- Problem details
Set down all of the data exactly as it appears.

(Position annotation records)
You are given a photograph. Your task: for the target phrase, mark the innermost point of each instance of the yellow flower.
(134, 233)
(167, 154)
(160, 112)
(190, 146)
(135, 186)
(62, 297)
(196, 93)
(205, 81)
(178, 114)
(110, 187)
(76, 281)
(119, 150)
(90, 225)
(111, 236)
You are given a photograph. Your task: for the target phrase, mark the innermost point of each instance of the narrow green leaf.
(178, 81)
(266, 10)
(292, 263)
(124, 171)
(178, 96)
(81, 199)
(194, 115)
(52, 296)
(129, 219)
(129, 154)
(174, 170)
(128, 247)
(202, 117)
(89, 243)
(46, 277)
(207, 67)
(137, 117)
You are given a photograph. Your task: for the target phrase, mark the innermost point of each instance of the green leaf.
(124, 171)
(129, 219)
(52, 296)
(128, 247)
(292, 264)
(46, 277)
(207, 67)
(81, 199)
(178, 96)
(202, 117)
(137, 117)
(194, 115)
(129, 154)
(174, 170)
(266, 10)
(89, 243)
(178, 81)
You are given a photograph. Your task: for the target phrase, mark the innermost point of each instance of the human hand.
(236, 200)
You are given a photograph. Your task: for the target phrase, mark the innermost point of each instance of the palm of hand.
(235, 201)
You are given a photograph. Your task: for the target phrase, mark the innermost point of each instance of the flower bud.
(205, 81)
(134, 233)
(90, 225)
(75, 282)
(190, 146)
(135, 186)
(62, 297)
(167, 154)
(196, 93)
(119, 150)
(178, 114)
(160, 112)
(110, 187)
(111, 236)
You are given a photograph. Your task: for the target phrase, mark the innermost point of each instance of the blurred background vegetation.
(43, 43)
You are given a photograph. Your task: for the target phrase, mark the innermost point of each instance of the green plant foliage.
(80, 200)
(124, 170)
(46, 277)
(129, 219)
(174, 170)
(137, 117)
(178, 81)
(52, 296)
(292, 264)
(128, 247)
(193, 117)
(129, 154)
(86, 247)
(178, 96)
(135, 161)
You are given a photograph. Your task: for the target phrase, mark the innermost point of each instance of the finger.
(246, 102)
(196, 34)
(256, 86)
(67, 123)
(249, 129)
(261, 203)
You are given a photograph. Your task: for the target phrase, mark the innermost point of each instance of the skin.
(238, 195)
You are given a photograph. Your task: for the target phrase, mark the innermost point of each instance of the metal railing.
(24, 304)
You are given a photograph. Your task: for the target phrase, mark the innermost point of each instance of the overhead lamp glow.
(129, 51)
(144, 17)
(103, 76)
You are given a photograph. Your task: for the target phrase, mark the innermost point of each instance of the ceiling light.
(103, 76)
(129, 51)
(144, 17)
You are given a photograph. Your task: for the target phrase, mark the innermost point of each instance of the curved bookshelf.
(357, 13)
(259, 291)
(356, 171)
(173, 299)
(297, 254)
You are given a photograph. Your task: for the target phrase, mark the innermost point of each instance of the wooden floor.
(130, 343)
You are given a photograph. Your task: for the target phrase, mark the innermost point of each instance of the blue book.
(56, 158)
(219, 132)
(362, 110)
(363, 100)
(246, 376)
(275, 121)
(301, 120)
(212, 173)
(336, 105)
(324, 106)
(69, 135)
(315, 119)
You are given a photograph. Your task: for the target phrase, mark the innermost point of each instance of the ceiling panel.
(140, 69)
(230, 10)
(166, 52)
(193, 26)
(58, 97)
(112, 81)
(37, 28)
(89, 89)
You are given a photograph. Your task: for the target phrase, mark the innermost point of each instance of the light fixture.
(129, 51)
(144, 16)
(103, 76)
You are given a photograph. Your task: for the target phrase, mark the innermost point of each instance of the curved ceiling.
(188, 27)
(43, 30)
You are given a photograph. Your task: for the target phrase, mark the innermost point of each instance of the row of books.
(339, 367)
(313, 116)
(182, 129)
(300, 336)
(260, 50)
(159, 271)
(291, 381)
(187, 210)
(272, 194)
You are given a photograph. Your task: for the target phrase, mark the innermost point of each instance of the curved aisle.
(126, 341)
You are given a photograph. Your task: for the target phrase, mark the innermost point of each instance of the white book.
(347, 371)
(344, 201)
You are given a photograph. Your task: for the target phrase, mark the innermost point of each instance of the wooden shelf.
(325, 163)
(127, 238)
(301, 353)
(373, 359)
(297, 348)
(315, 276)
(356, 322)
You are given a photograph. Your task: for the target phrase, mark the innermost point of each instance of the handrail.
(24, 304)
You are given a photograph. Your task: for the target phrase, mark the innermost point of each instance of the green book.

- Exercise solution
You are given a photograph. Your task: for the target phrase, mark the innermost point of each instance of the yellow flower.
(134, 233)
(167, 154)
(160, 112)
(190, 146)
(135, 186)
(62, 297)
(196, 93)
(205, 81)
(178, 114)
(110, 187)
(76, 281)
(119, 150)
(90, 225)
(111, 236)
You are given a photograph. Your task: for the target phrase, mark the innermost point of each instance of the narrow green leaf.
(178, 81)
(266, 10)
(292, 263)
(124, 171)
(178, 96)
(81, 199)
(194, 115)
(52, 296)
(129, 219)
(129, 154)
(174, 170)
(128, 247)
(202, 117)
(89, 243)
(46, 277)
(207, 67)
(137, 117)
You are given a photograph. Your task: for the target phrase, mark the innermost point of each instance of the green leaf.
(124, 171)
(129, 219)
(52, 296)
(128, 247)
(292, 264)
(46, 277)
(207, 67)
(81, 199)
(178, 96)
(202, 117)
(137, 117)
(194, 115)
(129, 154)
(174, 170)
(266, 10)
(89, 243)
(178, 81)
You are given a photograph. Your task: for the target phrase, mark the innermost point of each instance of the human hand.
(236, 200)
You are given a photograph. Your task: for the target phrase, mark the innermost point of each instance of the palm of hand.
(235, 201)
You are given a photograph. Your task: for the target phrase, mark the innermost point of each instance of the flower bud.
(205, 81)
(134, 233)
(90, 225)
(75, 282)
(190, 146)
(135, 186)
(62, 297)
(167, 154)
(196, 93)
(119, 150)
(178, 114)
(160, 112)
(110, 187)
(111, 236)
You are given a photograph. Your task: for the target phrase, mark the innermost point of each instance of the blurred background vegetation.
(43, 43)
You are given a photograph. Your task: for the target phrase, mark the innermost point of each instance of the green plant foliage.
(80, 200)
(124, 170)
(46, 277)
(129, 219)
(174, 170)
(137, 117)
(178, 81)
(52, 296)
(292, 264)
(128, 247)
(193, 117)
(129, 154)
(86, 247)
(178, 96)
(135, 161)
You are given a photograph. Your task: for the target phrase, mark the innermost point of each instance of the finger.
(246, 102)
(196, 34)
(256, 86)
(67, 123)
(249, 129)
(261, 203)
You are given a photograph. Your task: for the target phrase, mark the innermost point of each instance of the skin.
(238, 195)
You are given a photograph. Your task: for the target phrase, mark the innermost point of each instance of the metal railing.
(24, 304)
You are given a photograph. Your task: for the target phrase, mark the innermost point of each instance of the overhead lamp glow.
(129, 51)
(144, 17)
(103, 76)
You are given a photograph. Your task: for the target phrase, mark the innermost point of each instance of the ceiling light.
(103, 76)
(129, 51)
(144, 17)
You are given a photograph. Your task: for the target phrase, mark the innermost point of each instance of the curved bookshelf.
(357, 13)
(259, 291)
(356, 171)
(173, 299)
(297, 254)
You are given a photograph. Your task: for the target phrase, mark the innermost point of each instance of the wooden floor.
(130, 343)
You are given a photograph. Your task: for the target phrase, mark the innermost point of each instance of the blue book.
(56, 158)
(219, 132)
(362, 110)
(363, 100)
(246, 376)
(275, 121)
(301, 120)
(212, 173)
(336, 105)
(324, 106)
(69, 135)
(315, 119)
You are given a photograph. Your task: for the target phrase, mark the innermost point of each instance of the ceiling panel.
(140, 69)
(230, 10)
(166, 52)
(193, 26)
(58, 97)
(112, 81)
(37, 28)
(89, 89)
You are given a photograph. Your task: for the target phrase, mark the innermost point of each instance of the light fixture.
(129, 51)
(144, 16)
(103, 76)
You are given a photograph. Your task: for the target phrase, mark the innermost point of each instance of the curved ceiling.
(188, 27)
(43, 30)
You are given a photograph. Your task: for the target phrase, mark the innermost point of each instance of the row of books.
(339, 367)
(313, 116)
(182, 129)
(300, 336)
(260, 50)
(159, 271)
(291, 381)
(187, 210)
(272, 194)
You are given a photograph. Your task: for the target phrase, mark the innermost point of each instance of the curved aisle.
(126, 341)
You are given a photograph. Your task: for the target phrase, mark the innermost point of each instance of the white book.
(347, 371)
(344, 201)
You are given a photograph. Your task: for the target phrase, mark the innermost point of each instance of the wooden shelf.
(325, 163)
(127, 238)
(301, 353)
(373, 359)
(297, 348)
(315, 276)
(356, 322)
You are given a photograph. Your task: for the target phrase, mark the innermost point of each instance of the handrail.
(24, 304)
You are given a photograph. Your task: for the target phrase, mark the innermost point of each instance of the green book.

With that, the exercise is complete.